>> begin EXERCISE DATA

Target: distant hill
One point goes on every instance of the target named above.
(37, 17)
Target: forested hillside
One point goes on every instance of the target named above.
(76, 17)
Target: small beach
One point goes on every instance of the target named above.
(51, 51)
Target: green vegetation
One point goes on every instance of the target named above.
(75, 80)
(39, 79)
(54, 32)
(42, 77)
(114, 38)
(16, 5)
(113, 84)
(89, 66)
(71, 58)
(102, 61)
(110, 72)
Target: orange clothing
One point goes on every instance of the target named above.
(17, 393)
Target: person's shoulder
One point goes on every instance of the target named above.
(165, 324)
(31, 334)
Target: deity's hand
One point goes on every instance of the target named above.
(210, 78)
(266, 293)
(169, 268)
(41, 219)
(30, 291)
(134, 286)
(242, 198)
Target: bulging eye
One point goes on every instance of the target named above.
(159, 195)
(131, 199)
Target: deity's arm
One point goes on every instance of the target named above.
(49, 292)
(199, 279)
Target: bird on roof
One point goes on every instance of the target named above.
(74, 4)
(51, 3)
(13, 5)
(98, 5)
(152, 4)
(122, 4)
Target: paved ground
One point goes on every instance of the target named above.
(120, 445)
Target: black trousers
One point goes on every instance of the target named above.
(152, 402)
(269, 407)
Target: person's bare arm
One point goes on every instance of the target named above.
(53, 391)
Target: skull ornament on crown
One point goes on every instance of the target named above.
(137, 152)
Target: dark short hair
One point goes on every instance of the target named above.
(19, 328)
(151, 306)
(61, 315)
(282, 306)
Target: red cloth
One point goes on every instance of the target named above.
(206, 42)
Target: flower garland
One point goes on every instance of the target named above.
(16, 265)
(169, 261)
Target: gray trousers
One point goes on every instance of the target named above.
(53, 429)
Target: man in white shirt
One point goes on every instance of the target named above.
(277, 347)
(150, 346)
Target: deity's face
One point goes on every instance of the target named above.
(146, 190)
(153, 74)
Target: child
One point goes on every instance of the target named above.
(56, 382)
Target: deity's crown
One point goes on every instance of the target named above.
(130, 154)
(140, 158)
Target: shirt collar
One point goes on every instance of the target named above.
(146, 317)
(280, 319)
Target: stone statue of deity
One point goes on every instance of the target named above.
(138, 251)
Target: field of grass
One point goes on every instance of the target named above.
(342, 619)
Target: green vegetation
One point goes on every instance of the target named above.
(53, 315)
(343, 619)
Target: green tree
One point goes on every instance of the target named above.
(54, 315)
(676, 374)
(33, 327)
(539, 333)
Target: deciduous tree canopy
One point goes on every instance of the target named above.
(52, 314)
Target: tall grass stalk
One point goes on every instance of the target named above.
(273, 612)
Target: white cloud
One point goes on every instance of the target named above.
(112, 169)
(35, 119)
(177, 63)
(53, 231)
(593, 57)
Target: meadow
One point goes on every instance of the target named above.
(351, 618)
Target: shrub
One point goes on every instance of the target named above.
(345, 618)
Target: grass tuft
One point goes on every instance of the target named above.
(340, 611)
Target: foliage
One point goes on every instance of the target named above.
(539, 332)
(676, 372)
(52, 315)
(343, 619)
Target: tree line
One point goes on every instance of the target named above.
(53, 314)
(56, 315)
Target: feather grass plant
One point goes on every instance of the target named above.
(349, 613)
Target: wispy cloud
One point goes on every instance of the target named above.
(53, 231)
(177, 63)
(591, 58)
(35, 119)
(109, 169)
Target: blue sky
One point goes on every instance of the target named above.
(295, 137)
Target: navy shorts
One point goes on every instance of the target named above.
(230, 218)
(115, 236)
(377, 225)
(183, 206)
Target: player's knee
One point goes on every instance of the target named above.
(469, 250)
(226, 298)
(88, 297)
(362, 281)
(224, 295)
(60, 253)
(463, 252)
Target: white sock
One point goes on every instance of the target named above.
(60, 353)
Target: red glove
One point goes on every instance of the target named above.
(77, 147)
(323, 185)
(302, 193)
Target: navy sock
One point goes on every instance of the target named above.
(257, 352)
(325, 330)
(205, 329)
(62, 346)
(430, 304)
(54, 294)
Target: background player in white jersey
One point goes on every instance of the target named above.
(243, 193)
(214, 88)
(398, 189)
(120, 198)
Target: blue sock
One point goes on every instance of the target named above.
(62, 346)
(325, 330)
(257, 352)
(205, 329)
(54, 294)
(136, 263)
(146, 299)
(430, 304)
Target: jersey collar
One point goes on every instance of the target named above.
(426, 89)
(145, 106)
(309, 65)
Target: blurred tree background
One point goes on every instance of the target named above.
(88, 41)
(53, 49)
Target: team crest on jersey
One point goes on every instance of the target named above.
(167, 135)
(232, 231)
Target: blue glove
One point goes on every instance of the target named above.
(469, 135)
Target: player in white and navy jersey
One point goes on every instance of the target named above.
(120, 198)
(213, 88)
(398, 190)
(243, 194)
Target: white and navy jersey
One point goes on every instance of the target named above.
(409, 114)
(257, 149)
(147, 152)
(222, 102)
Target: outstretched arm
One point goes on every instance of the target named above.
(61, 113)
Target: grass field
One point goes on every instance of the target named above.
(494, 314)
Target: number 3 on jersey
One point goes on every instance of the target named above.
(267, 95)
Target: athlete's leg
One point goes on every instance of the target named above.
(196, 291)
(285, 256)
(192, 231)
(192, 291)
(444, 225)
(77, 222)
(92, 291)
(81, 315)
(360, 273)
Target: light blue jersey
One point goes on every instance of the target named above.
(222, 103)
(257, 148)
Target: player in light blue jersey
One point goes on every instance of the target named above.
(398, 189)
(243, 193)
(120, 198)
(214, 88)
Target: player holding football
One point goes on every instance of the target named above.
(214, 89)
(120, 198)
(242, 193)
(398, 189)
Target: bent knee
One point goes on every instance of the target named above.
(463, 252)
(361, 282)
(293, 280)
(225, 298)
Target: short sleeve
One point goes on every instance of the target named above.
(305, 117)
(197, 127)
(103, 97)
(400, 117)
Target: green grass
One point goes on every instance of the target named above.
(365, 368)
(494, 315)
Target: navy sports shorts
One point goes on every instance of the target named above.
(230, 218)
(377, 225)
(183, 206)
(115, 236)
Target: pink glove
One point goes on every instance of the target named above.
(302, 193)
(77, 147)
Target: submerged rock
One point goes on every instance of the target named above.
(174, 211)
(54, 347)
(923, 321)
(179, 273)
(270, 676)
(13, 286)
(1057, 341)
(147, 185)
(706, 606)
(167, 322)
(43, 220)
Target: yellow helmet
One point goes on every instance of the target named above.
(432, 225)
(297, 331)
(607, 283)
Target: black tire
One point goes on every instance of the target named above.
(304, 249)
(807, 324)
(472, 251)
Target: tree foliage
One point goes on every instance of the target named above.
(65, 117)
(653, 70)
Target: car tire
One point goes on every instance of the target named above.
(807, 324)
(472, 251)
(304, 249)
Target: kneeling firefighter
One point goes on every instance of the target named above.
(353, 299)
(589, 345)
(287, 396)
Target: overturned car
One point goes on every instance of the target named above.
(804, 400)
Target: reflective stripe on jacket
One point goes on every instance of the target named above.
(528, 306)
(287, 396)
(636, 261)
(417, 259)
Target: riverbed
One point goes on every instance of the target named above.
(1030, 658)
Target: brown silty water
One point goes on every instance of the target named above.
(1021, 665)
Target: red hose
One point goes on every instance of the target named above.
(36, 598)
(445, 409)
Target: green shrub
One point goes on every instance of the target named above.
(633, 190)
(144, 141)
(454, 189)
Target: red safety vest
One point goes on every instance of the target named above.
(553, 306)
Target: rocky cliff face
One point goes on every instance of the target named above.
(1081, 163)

>> end EXERCISE DATA

## TASK BRIEF:
Copy out the material above in its entirety. Every detail must match.

## RESPONSE BELOW:
Target: distant hill
One point goes on every instance of the target named above.
(37, 17)
Target: forested hillside
One point goes on every instance of the target named above.
(76, 17)
Target: small beach
One point goes on every instance of the target named above.
(51, 51)
Target: green vegetation
One point goes on every instance of the target named above.
(75, 80)
(39, 79)
(54, 32)
(42, 77)
(114, 38)
(16, 5)
(113, 84)
(89, 66)
(71, 58)
(102, 61)
(110, 72)
Target: orange clothing
One point goes on every instance of the target named above.
(17, 393)
Target: person's shoulder
One point goes on every instance of the target named above.
(165, 324)
(31, 334)
Target: deity's hand
One point goes on every instance of the target named above.
(210, 78)
(266, 293)
(169, 268)
(41, 219)
(30, 291)
(134, 286)
(242, 198)
Target: bulging eye
One point goes on every instance of the target named above.
(159, 195)
(131, 199)
Target: deity's arm
One point goes on every instance of the target named above.
(49, 292)
(199, 279)
Target: bird on roof
One point goes on every instance of the target named above.
(74, 4)
(51, 3)
(13, 5)
(98, 5)
(152, 4)
(122, 4)
Target: paved ground
One point goes on every instance of the target named above.
(120, 445)
Target: black trousers
One point goes on every instance of the target named above.
(152, 402)
(269, 407)
Target: person's bare arm
One point goes on every instance of the target named above.
(53, 391)
Target: skull ornament on crown
One point goes on every instance of the target named above.
(137, 152)
Target: dark short hair
One point goes on every instance of the target named above.
(19, 328)
(151, 306)
(61, 315)
(282, 306)
Target: red cloth
One point goes on every instance of the target named above.
(206, 42)
Target: flower garland
One point goes on every instance of the target named above.
(16, 265)
(169, 261)
Target: gray trousers
One point goes on every instance of the target named above.
(53, 429)
Target: man in white shirt
One point goes on every instance of the target named above.
(277, 347)
(150, 346)
Target: deity's face
One point goes on every instance of the target named above.
(146, 190)
(153, 74)
Target: child
One point goes on every instance of the target named above.
(56, 382)
Target: deity's crown
One point goes on every instance of the target named above.
(130, 154)
(140, 158)
Target: shirt collar
One point goes on every instance of the target named above.
(146, 317)
(280, 319)
Target: stone statue of deity
One point goes on every instance of the target named above.
(138, 251)
Target: field of grass
One point goes on every instance of the target named above.
(342, 619)
Target: green vegetation
One point goes on every instance of the target named above.
(53, 315)
(343, 619)
Target: green tree
One point goes on every instance of the target named above.
(54, 315)
(676, 374)
(33, 327)
(539, 333)
Target: deciduous tree canopy
One point goes on every instance of the target named above.
(52, 314)
Target: tall grass stalk
One point goes on every instance of the target named above.
(273, 612)
Target: white cloud
One point goes on every instance of the target named above.
(112, 169)
(35, 119)
(177, 63)
(53, 231)
(593, 57)
Target: meadow
One point goes on every instance of the target named above.
(351, 618)
Target: shrub
One point goes on every instance of the target named above.
(345, 618)
Target: grass tuft
One point goes on every instance of the target named above.
(340, 611)
Target: foliage
One point goes on every instance of the target named above.
(539, 332)
(676, 372)
(52, 315)
(343, 619)
Target: tree line
One point goes on every instance of the target named above.
(53, 314)
(56, 315)
Target: feather grass plant
One point goes on every instance of the target named above.
(349, 613)
Target: wispy cloud
One point goes on every instance of the target named above.
(53, 231)
(177, 63)
(591, 58)
(35, 119)
(109, 169)
Target: blue sky
One point goes on every instance of the target named above.
(295, 137)
Target: navy shorts
One point goes on every instance of the target named above.
(230, 218)
(115, 236)
(377, 225)
(183, 206)
Target: player's knee
One point goes on every instance of the target named above.
(469, 250)
(226, 298)
(88, 297)
(362, 281)
(224, 295)
(60, 253)
(463, 252)
Target: white sock
One point goes on every instance of the target named above.
(60, 353)
Target: red glove
One point goes on every instance of the target named above.
(77, 147)
(323, 185)
(302, 193)
Target: navy sock
One point goes on every instance of the target named above.
(257, 352)
(325, 330)
(205, 329)
(62, 346)
(430, 304)
(54, 294)
Target: background player in white jersey
One point goes on every instance of the target named above.
(243, 193)
(214, 88)
(398, 189)
(120, 198)
Target: blue sock
One point goes on every instance of the target named above.
(62, 346)
(325, 330)
(257, 352)
(205, 329)
(54, 294)
(136, 263)
(146, 299)
(430, 304)
Target: jersey collar
One point goes on every instance of the target named above.
(426, 89)
(145, 106)
(309, 65)
Target: blurred tree background
One point goes on every instance of the target named above.
(88, 41)
(53, 49)
Target: team crest on jersey
One point goes on every instance of the target named above.
(167, 135)
(232, 231)
Target: blue glove
One point goes on every instance of the target named above.
(469, 135)
Target: player in white and navy jersey
One point goes on every instance of the target named above.
(120, 198)
(213, 88)
(398, 190)
(243, 194)
Target: white and navy jersey
One point goes on every instance of the target named above.
(409, 114)
(257, 149)
(147, 152)
(222, 102)
Target: outstretched arm
One point goes on every instance of the target named above.
(61, 113)
Target: grass field
One point goes on every instance of the target named above.
(494, 314)
Target: number 3 on jersey
One point goes on every instance of the target named above.
(267, 95)
Target: athlete's leg
One point goes on every instance of the target named above.
(196, 291)
(285, 256)
(192, 231)
(192, 291)
(444, 225)
(77, 222)
(92, 291)
(81, 315)
(360, 273)
Target: light blue jersey
One point goes on every instance of the target named above.
(222, 103)
(257, 148)
Target: player in light blue jersey
One point goes on every instance of the target named above.
(398, 189)
(243, 193)
(120, 198)
(214, 88)
Target: player holding football
One point goes on every instance of the target named above.
(214, 89)
(120, 198)
(242, 193)
(398, 189)
Target: bent knee
One point goes on every instance of the target named above.
(463, 252)
(361, 282)
(293, 280)
(225, 298)
Target: short sleeve
One point goes on every instance of the target named above.
(305, 117)
(197, 127)
(103, 97)
(400, 117)
Target: green grass
One point goes on every instance of the target named above.
(365, 368)
(494, 315)
Target: navy sports shorts
One point goes on every instance of the target named above.
(230, 218)
(377, 225)
(183, 206)
(115, 236)
Target: pink glove
One point goes on every instance of the target named above.
(302, 193)
(77, 147)
Target: submerged rock
One point goes on every instance of the target named above.
(174, 211)
(54, 347)
(923, 321)
(179, 273)
(270, 676)
(13, 286)
(1057, 341)
(147, 185)
(706, 606)
(167, 322)
(43, 220)
Target: yellow helmet
One point goes on every instance of the target named above.
(432, 225)
(297, 331)
(607, 283)
Target: black tire
One point goes on every instance of the target named above.
(304, 249)
(807, 324)
(472, 251)
Target: tree foliage
One point goes on every instance of the target named above.
(65, 117)
(653, 70)
Target: car tire
One point goes on every instance of the target named above.
(807, 324)
(472, 251)
(304, 249)
Target: kneeling firefighter
One point goes on every instance of the target named above.
(353, 299)
(589, 345)
(287, 396)
Target: overturned car
One point goes on every instance of the target named above.
(804, 400)
Target: reflective stripe on jacket
One point goes on every instance of the target named above.
(528, 306)
(287, 396)
(636, 261)
(417, 259)
Target: riverbed
One point goes on every instance of the target named above.
(1030, 658)
Target: brown silty water
One point goes on every instance of the target named above.
(1021, 665)
Target: red hose
One point goes on every instance of the target named above.
(36, 598)
(445, 409)
Target: green shrub
One point goes on every instance of the target named above.
(633, 190)
(144, 141)
(454, 189)
Target: red safety vest
One point goes on every instance of the target named above.
(553, 306)
Target: rocky cliff face
One point goes on every instance of the target named above.
(1081, 163)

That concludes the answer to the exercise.